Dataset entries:
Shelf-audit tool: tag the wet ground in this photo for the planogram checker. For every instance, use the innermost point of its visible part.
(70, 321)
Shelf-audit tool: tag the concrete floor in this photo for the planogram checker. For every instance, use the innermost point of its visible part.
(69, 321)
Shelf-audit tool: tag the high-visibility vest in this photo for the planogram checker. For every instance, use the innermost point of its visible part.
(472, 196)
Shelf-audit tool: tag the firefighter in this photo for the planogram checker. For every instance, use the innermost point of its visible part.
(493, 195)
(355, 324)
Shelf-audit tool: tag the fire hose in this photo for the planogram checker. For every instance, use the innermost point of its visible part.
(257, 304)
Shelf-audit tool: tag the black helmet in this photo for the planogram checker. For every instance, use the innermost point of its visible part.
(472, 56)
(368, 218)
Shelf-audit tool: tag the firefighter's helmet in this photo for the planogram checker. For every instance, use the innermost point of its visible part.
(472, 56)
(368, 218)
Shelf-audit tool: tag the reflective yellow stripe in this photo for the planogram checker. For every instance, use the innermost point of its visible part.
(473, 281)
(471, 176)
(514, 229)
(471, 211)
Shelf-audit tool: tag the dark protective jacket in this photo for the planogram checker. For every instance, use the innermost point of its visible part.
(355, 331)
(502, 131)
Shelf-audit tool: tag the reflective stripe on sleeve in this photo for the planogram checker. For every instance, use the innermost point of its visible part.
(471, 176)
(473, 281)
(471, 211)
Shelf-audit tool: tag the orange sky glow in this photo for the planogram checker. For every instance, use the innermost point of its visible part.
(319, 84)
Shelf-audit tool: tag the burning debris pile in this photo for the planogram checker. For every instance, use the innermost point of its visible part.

**REQUEST**
Reproduce the material above, replacing each "planogram checker" with "layout checker" and keeping everything else the same.

**FINISHED ANSWER**
Shelf-audit tool: tag the wet ground in this photo for the layout checker. For every instance, use the innermost point of its visible part.
(70, 321)
Shelf-audit tool: tag the concrete floor in this photo for the layout checker. For every instance, use the innermost point of its visible part.
(69, 321)
Shelf-audit tool: tag the high-visibility vest in this photo for the layout checker. For every instance, use the innermost point of its visible part.
(472, 196)
Shelf-audit tool: tag the firefighter in this photo for the layout checker. For every instance, use the innermost point of its visible part.
(493, 195)
(355, 324)
Shelf-audit tool: tag the fire hose in this photo for the layout checker. For every instance, use the innermost point of its visible part.
(257, 304)
Shelf-audit tool: tag the black helmet in this photo for the layout checker. For every instance, use the innermost point of its visible part.
(472, 56)
(368, 218)
Shelf-audit tool: tag the firefighter's helmet in this photo for the layout checker. For every instance, use the innermost point of its visible part.
(472, 56)
(368, 218)
Shelf-audit tool: tag the reflective yellow stripe in this photo for the layout checker. For every instance, use the innermost point of its visible part.
(473, 281)
(471, 176)
(514, 229)
(471, 211)
Shelf-audit tool: tag the dark protective jacket in this photo for the layout checker. For every instance, use the innermost point of its visible part.
(355, 331)
(502, 131)
Shelf-audit tool: tag the reflective stripe on sleeve in this photo for the layout checker. For every instance, use the innermost point of its visible part.
(471, 176)
(473, 281)
(471, 211)
Shelf-audit tool: tag the orange sky glow in this photo for the layout checker. For every instance, use the innermost point of its visible part.
(319, 84)
Shelf-audit tool: tag the burning debris pile in this photo for the layout checker. For every instance, use the innermost point of its visible part.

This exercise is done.